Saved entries
::::
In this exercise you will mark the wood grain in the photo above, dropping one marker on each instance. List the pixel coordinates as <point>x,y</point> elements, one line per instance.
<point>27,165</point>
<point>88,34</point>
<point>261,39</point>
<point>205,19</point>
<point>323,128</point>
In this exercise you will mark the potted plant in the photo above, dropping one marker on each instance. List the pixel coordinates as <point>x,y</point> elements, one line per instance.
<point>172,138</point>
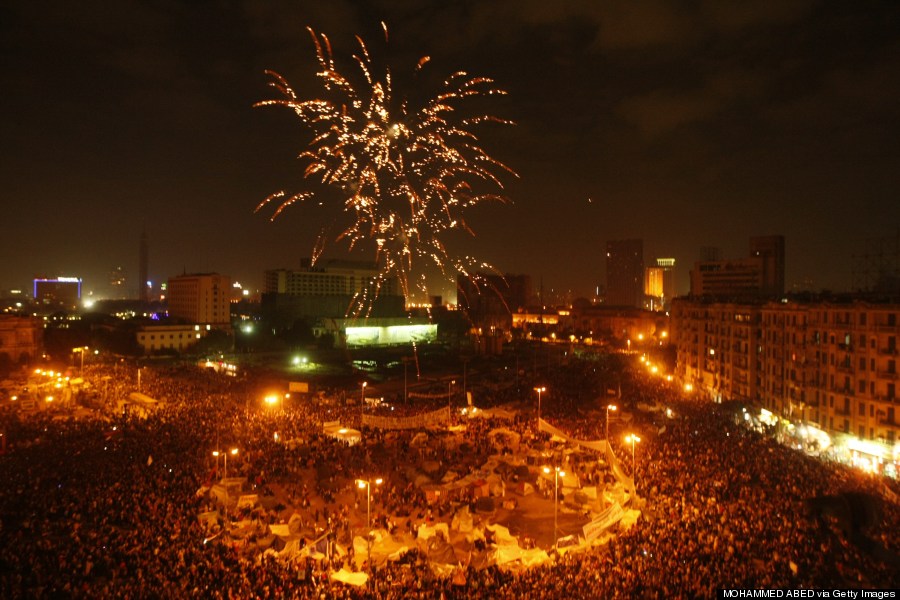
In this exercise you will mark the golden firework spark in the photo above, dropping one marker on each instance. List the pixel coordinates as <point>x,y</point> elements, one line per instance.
<point>405,174</point>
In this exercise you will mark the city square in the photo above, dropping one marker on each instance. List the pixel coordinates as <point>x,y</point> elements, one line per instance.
<point>211,495</point>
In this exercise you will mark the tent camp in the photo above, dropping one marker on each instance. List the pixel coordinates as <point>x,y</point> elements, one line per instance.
<point>343,434</point>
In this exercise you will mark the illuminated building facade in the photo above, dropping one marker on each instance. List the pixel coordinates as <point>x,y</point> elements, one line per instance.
<point>761,275</point>
<point>831,364</point>
<point>625,273</point>
<point>62,292</point>
<point>143,269</point>
<point>154,339</point>
<point>200,298</point>
<point>117,284</point>
<point>659,284</point>
<point>21,338</point>
<point>491,300</point>
<point>331,289</point>
<point>619,325</point>
<point>331,278</point>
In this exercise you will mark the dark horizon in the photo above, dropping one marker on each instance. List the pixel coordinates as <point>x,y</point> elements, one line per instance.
<point>690,127</point>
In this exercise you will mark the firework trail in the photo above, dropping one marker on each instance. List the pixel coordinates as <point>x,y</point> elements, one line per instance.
<point>405,174</point>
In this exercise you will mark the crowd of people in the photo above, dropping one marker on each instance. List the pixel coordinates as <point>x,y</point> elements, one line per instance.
<point>107,505</point>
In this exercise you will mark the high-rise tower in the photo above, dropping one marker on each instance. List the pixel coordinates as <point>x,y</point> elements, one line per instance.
<point>625,273</point>
<point>143,258</point>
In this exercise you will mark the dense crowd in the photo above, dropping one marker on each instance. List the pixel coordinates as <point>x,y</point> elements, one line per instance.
<point>107,506</point>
::::
Required action
Each entry above should be written out again exactly, without its pictures.

Exercise response
In this exercise you will mark the wood grain in the photo above, dropping one marker on each instance. List the pixel coordinates as <point>x,y</point> elements, one line per instance.
<point>27,165</point>
<point>88,34</point>
<point>261,39</point>
<point>205,19</point>
<point>323,128</point>
In this exercise you will mark the potted plant in the photo above, dropping one marker on each instance. List the pixel coordinates as <point>x,y</point> elements, one line per instance.
<point>172,138</point>
In this exercise you will mark the golden firework spark in the photo above, dropping one marker on each instance. List the pixel coordinates as <point>x,y</point> elements, one line per instance.
<point>405,174</point>
In this exercise you will mark the city square in the photo above, dropping one marker on each instance. List the pixel coordinates as <point>x,y</point> elements, one line per instance.
<point>211,495</point>
In this exercise you will mark the tent camp in the photo above, dropping one marker on each instance. List the pixel coordinates as <point>x,y</point> elements, one line per instance.
<point>343,434</point>
In this exercise you will mark the illuminated building facade in the photo above, dropping one marker on each instance. List the pixel coordinates as <point>x,y</point> elements, one line per instance.
<point>761,275</point>
<point>831,364</point>
<point>625,273</point>
<point>62,292</point>
<point>143,269</point>
<point>154,339</point>
<point>200,298</point>
<point>117,284</point>
<point>659,284</point>
<point>21,338</point>
<point>491,300</point>
<point>331,289</point>
<point>619,325</point>
<point>331,278</point>
In this exercise you will mark the dark horizon in the photo above, dropping one marker on each instance. List the pixel coordinates as <point>x,y</point> elements, one line per instance.
<point>690,127</point>
In this exercise you will mark the firework trail in the photo above, dropping one marker on each instance. List the pixel coordinates as <point>x,y</point> elements, one line per instance.
<point>405,174</point>
In this exercise you will mark the crowd of people in the photo above, dropping one marker on each instance. List the pixel coordinates as <point>x,y</point> elements, one line per instance.
<point>107,505</point>
In this exercise you will mark the high-rise tower in the photo above, dropping one marker on each instance. List the pixel coordinates as <point>x,y</point> elements, one line per instance.
<point>625,273</point>
<point>143,258</point>
In this exercise you will mark the dense crowd in the photo above, dropping one marker on each instance. List the pixel coordinates as <point>x,y</point> elements, one line per instance.
<point>107,506</point>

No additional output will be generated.